◆ DOCUMENT SEGMENT:
════════

Tasks with delay

A convenient way to express miniminal timing requirements is by means of delaying progression.

This can be achieved by instantiating a monotonic timer:

#![allow(unused)]
fn main() {
...
rtic_monotonics::make_systick_handler!();

#[init]
fn init(cx: init::Context) -> (Shared, Local) {
    hprintln!("init");

    Systick::start(cx.core.SYST, 12_000_000);
    ...
}

A software task can await the delay to expire:

#![allow(unused)]
fn main() {
#[task]
async fn foo(_cx: foo::Context) {
    ...
    Systick::delay(100.millis()).await;
    ...
}

}

Technically, the timer queue is implemented as a list based priority queue, where list-nodes are statically allocated as part of the underlying task Future. Thus, the timer queue is infallible at run-time (its size and allocation is determined at compile time).

Similarly the channels implementation, the timer-queue implementation relies on a global Critical Section (CS) for race protection. For the examples a CS implementation is provided by adding --features test-critical-section to the build options.

For a complete example:

#![allow(unused)]
fn main() {
//! examples/async-delay.rs

#![no_main]
#![no_std]
#![deny(warnings)]
#![deny(unsafe_code)]
#![deny(missing_docs)]
#![feature(type_alias_impl_trait)]

use panic_semihosting as _;

#[rtic::app(device = lm3s6965, dispatchers = [SSI0, UART0], peripherals = true)]
mod app {
    use cortex_m_semihosting::{debug, hprintln};
    use rtic_monotonics::systick::*;

    #[shared]
    struct Shared {}

    #[local]
    struct Local {}

    #[init]
    fn init(cx: init::Context) -> (Shared, Local) {
        hprintln!("init");

        let systick_token = rtic_monotonics::make_systick_handler!();
        Systick::start(cx.core.SYST, 12_000_000, systick_token);

        foo::spawn().ok();
        bar::spawn().ok();
        baz::spawn().ok();

        (Shared {}, Local {})
    }

    #[idle]
    fn idle(_: idle::Context) -> ! {
        // debug::exit(debug::EXIT_SUCCESS);
        loop {
            // hprintln!("idle");
            cortex_m::asm::wfi(); // put the MCU in sleep mode until interrupt occurs
        }
    }

    #[task]
    async fn foo(_cx: foo::Context) {
        hprintln!("hello from foo");
        Systick::delay(100.millis()).await;
        hprintln!("bye from foo");
    }

    #[task]
    async fn bar(_cx: bar::Context) {
        hprintln!("hello from bar");
        Systick::delay(200.millis()).await;
        hprintln!("bye from bar");
    }

    #[task]
    async fn baz(_cx: baz::Context) {
        hprintln!("hello from baz");
        Systick::delay(300.millis()).await;
        hprintln!("bye from baz");

        debug::exit(debug::EXIT_SUCCESS);
    }
}
}
$ cargo run --target thumbv7m-none-eabi --example async-delay --features test-critical-section 
init
hello from bar
hello from baz
hello from foo
bye from foo
bye from bar
bye from baz

Timeout

Rust Futures (underlying Rust async/await) are composable. This makes it possible to select in between Futures that have completed.

════════

◆ PROVIDED RECORDS:

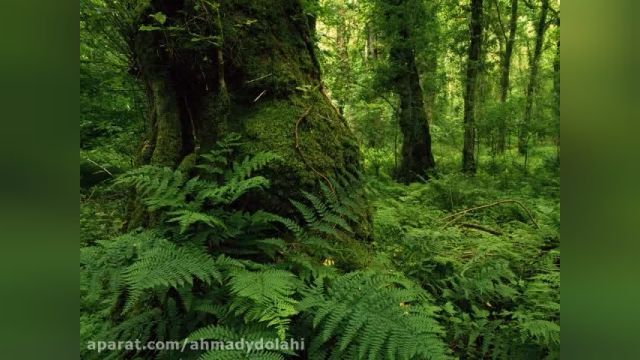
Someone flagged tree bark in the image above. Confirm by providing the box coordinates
[497,0,519,153]
[391,44,435,183]
[131,0,368,237]
[518,0,549,155]
[462,0,482,174]
[380,0,435,183]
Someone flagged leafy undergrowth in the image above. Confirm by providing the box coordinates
[80,137,560,359]
[371,153,560,359]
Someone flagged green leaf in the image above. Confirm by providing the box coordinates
[149,12,167,25]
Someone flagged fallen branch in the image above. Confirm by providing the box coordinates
[440,199,540,229]
[87,158,114,177]
[458,223,502,236]
[245,73,271,84]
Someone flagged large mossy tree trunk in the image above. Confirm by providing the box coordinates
[518,0,549,155]
[131,0,367,236]
[462,0,482,173]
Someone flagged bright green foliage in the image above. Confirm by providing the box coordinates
[229,269,298,340]
[299,272,447,360]
[80,0,560,360]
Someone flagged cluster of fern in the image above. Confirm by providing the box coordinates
[81,137,451,359]
[375,165,560,359]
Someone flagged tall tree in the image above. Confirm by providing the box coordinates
[378,0,435,183]
[496,0,518,152]
[518,0,549,155]
[119,0,368,233]
[462,0,483,173]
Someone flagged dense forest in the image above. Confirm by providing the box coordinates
[80,0,560,360]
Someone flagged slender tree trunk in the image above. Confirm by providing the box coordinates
[379,0,435,183]
[553,36,560,163]
[391,47,435,183]
[128,0,368,236]
[462,0,482,173]
[518,0,549,155]
[497,0,519,153]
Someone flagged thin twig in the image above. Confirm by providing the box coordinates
[458,223,502,236]
[87,158,114,177]
[245,73,272,84]
[253,90,267,102]
[440,199,540,229]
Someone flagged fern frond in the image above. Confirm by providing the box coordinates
[124,241,222,291]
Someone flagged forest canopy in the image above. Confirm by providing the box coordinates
[79,0,560,360]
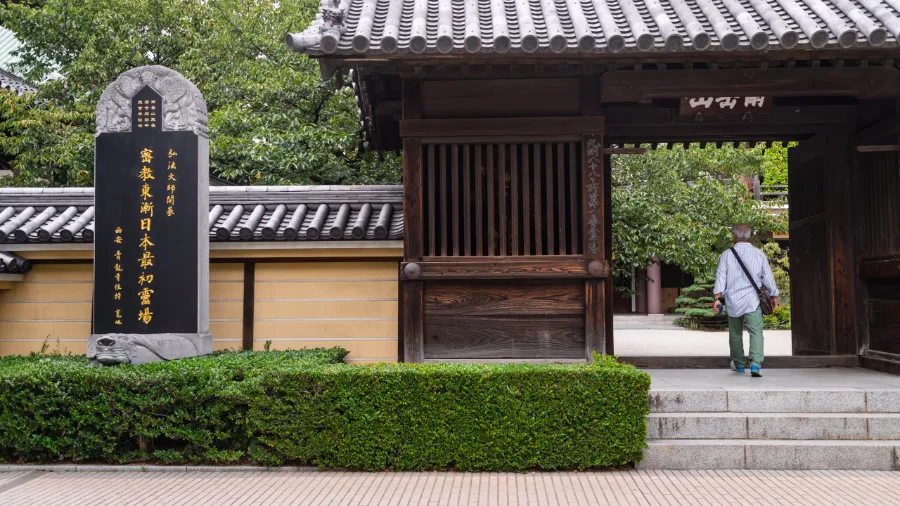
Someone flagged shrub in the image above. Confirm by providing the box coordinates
[0,348,650,470]
[675,278,727,329]
[763,304,791,330]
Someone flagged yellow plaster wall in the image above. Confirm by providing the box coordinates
[0,264,93,355]
[0,264,244,355]
[253,260,398,363]
[209,263,244,350]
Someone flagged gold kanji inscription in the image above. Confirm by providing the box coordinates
[138,167,156,181]
[138,251,156,269]
[138,307,153,325]
[138,287,154,306]
[138,234,156,251]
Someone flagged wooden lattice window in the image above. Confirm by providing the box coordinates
[422,142,583,257]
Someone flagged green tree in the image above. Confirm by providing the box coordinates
[675,277,727,327]
[612,145,787,278]
[762,142,797,186]
[0,0,400,186]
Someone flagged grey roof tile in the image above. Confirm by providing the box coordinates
[0,186,403,245]
[286,0,900,55]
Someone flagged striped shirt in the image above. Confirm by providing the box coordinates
[713,242,778,317]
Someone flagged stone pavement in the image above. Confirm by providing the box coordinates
[0,470,900,506]
[614,325,791,357]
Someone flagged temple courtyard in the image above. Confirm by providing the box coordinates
[0,468,900,506]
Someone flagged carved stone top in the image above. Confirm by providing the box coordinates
[96,65,208,137]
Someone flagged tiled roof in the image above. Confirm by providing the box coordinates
[287,0,900,55]
[0,251,31,274]
[0,186,403,244]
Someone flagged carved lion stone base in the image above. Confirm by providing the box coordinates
[87,332,212,366]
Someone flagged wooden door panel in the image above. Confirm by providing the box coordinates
[788,136,834,355]
[424,280,585,359]
[425,280,584,316]
[425,315,584,359]
[790,222,832,355]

════════

◆ INSTRUCTIONS:
1 > According to the tasks-with-delay text, which build option provides a Critical Section implementation for the examples?
2 > Please reproduce the entries from the line containing "Someone flagged carved lion" through the end of the entries, inclusive, replacing "wooden door panel" with "timber door panel" and leaving everything else unchanged.

◆ FULL SOLUTIONS:
1 > --features test-critical-section

2 >
Someone flagged carved lion stone base in the image above. Confirm by providing the box coordinates
[87,332,212,366]
Someone flagged timber door panel in the image above. Confirm by providing the box coordinates
[788,136,834,355]
[424,280,585,359]
[425,280,584,316]
[425,315,584,359]
[790,222,832,355]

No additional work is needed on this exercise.